--- Job 1 ---
List every place the writer says was toured in the passage about Lincoln.
--- Job 2 ---
Write the next part of the passage about Lincoln, beginning right after its final sentence.

--- Text provided ---
-- START --

The resting place of our greatest President. Washington and FDR faced their challenges, but no president faced the kind of challenge Lincoln faced…Civil War. As we toured the Lincoln Library, tomb and memorial and his Springfield neighborhood I pondered the life and times of old Abe. A man beset by such tragedy. He buried his Mom at the age of nine. He buried his first love in his twenties. He buried three of his four children. His wife suffered from severe depression, never able to come to terms with the deaths of three of her four children, making his home life very challenging. He was vilified and mocked in the press. His political opponents referred to him as an ape. Even his Gettysburg Address was initially panned by the press. “A flat failure, and the people are disappointed”.

-- END --

(Excerpts of location labeling data)

-- START --

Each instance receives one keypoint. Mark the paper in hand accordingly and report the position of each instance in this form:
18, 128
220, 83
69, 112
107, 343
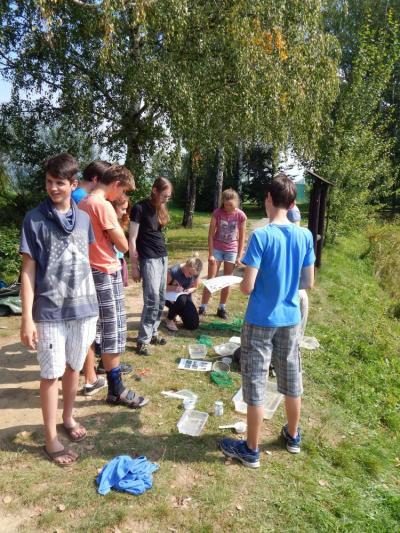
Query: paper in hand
216, 284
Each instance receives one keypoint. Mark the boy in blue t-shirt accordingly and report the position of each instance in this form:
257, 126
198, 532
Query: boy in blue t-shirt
59, 301
278, 256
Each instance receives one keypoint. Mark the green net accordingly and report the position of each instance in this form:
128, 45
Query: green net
222, 379
235, 325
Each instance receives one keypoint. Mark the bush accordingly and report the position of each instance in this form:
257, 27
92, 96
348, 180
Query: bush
10, 259
385, 251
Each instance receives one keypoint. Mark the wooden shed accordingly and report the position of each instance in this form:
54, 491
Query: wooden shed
317, 211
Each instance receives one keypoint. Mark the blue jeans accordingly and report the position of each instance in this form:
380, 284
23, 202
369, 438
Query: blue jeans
154, 279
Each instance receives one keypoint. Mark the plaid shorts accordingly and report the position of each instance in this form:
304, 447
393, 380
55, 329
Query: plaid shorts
259, 344
112, 316
64, 342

-- END --

--- Task result 1 ---
- the Lincoln Library
- Lincoln's tomb
- the Lincoln memorial
- Lincoln's Springfield neighborhood

--- Task result 2 ---
Through it all Lincoln stood tall and resolute. He defeated the rebels and saved the Union. Lincoln was the first member of the new Republican party to rise to the presidency. One does wonder what old Abe would think of the Republican party rallies today with all the flags of treason flying. None other than Robert E. Lee told his fellow southerners to bury the stars and bars along with the confederacy. General Lee refused to lend his name to fundraisers for the construction of confederate monuments and ordered his family not to bury him in his confederate uniform nor to have any symbols of the confederacy at his funeral. Sad that so many have failed to follow Marse Robert’s advice.
As to the Gettysburg Address…the premier orator of the times, Edward Everett, spoke for two hours before Lincoln spoke for two minutes, sent Lincoln a telegram the next day. “I wish I had come closer to the central idea of the occasion in two hours than you did in two minutes.”
Edwin Stanton, Lincoln’s Secretary of War, said it best of Lincoln as Lincoln expired…
“now he belongs to the ages”.
Lincoln’s neighborhood in Springfield was turned into a National Historic site in 1971. Two blocks of buildings were purchased by the Park Service. Those that could be returned to their 1860’s appearance were, others in such a state of disrepair were torn down.
Lincoln’s Springfield home.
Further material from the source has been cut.